• Exercise requirements:
a – In the passage on fixed-timestep physics with a web worker, list every name declared with `const` in the main.js part of the code.
b – Which two headers does the fixed-timestep physics passage say SharedArrayBuffer requires?
c – Continue the passage on running physics in a web worker at a fixed timestep from where it stops.

• Provided passage:
/---
Fixed Timestep + Web Worker Physics

Physics should run at a fixed step (e.g. 1/120 s) independent of rendering frame rate. Offload to a Web Worker so physics doesn't block the render:

// main.js
const PHYSICS_STEP = 1 / 120;
let accumulator = 0;

// Worker for physics
const worker = new Worker('./physics-worker.js');
const posBuffer = new SharedArrayBuffer(N * 3 * 4); // Float32
const positions = new Float32Array(posBuffer);

worker.postMessage({ type: 'init', buffer: posBuffer, count: N });

// Render loop — just reads the shared buffer
function animate(t) {
  requestAnimationFrame(animate);
  // Only reads — no locking needed for loose sync
  updateInstancesFromBuffer(positions);
  renderer.render(scene, camera);
}

// physics-worker.js
self.onmessage = ({ data }) => {
  if (data.type !== 'init') return;
  const pos = new Float32Array(data.buffer);
  const vel = new Float32Array(data.count * 3);
  const dt = 1 / 120;
  setInterval(() => {
    for (let i = 0; i < data.count; i++) {
      vel[i*3+1] -= 9.8 * dt;
      pos[i*3+0] += vel[i*3+0] * dt;
      pos[i*3+1] += vel[i*3+1] * dt;
      pos[i*3+2] += vel[i*3+2] * dt;
      if (pos[i*3+1] < 0) { pos[i*3+1] = 0; vel[i*3+1] *= -0.7; }
    }
  }, dt * 1000);
};

SharedArrayBuffer requires Cross-Origin-Opener-Policy: same-origin and Cross-Origin-Embedder-Policy: require-corp headers. For simpler cases use postMessage with a regular ArrayBuffer transferable (zero-copy).
\---
Pointing dataset excerpts
/---
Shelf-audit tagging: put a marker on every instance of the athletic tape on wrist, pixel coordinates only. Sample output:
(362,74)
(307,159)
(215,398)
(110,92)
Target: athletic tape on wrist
\---
• Exercise answers:
a – PHYSICS_STEP, worker, posBuffer, positions

b – Cross-Origin-Opener-Policy: same-origin and Cross-Origin-Embedder-Policy: require-corp.

c –
Frustum Culling and LOD

Three.js does frustum culling automatically for individual Mesh objects. For instanced meshes, culling is per-draw-call (either all or nothing). Manual per-instance culling:

const frustum = new THREE.Frustum();
const projScreen = new THREE.Matrix4();

function cullInstances(iMesh, positions, count) {
  projScreen.multiplyMatrices(camera.projectionMatrix, camera.matrixWorldInverse);
  frustum.setFromProjectionMatrix(projScreen);

  const sphere = new THREE.Sphere();
  let visibleCount = 0;

  for (let i = 0; i < count; i++) {
    sphere.center.set(positions[i*3], positions[i*3+1], positions[i*3+2]);
    sphere.radius = 0.1; // bounding radius
    if (frustum.intersectsSphere(sphere)) {
      // Copy matrix to visible slot
      iMesh.getMatrixAt(i, dummy.matrix);
      iMesh.setMatrixAt(visibleCount++, dummy.matrix);
    }
  }
  iMesh.count = visibleCount; // only render visible instances
  iMesh.instanceMatrix.needsUpdate = true;
}

For complex scenes, Three.js has built-in LOD (Level of Detail) — swap to simpler geometry when far from the camera:

const lod = new THREE.LOD();
lod.addLevel(new THREE.Mesh(highPoly, mat), 0);    // <10 units away
lod.addLevel(new THREE.Mesh(midPoly,  mat), 10);   // 10–50 units
lod.addLevel(new THREE.Mesh(lowPoly,  mat), 50);   // >50 units
scene.add(lod);

Things to Avoid

GPU readback — renderer.readRenderTargetPixels() stalls the GPU pipeline. Avoid in render loop.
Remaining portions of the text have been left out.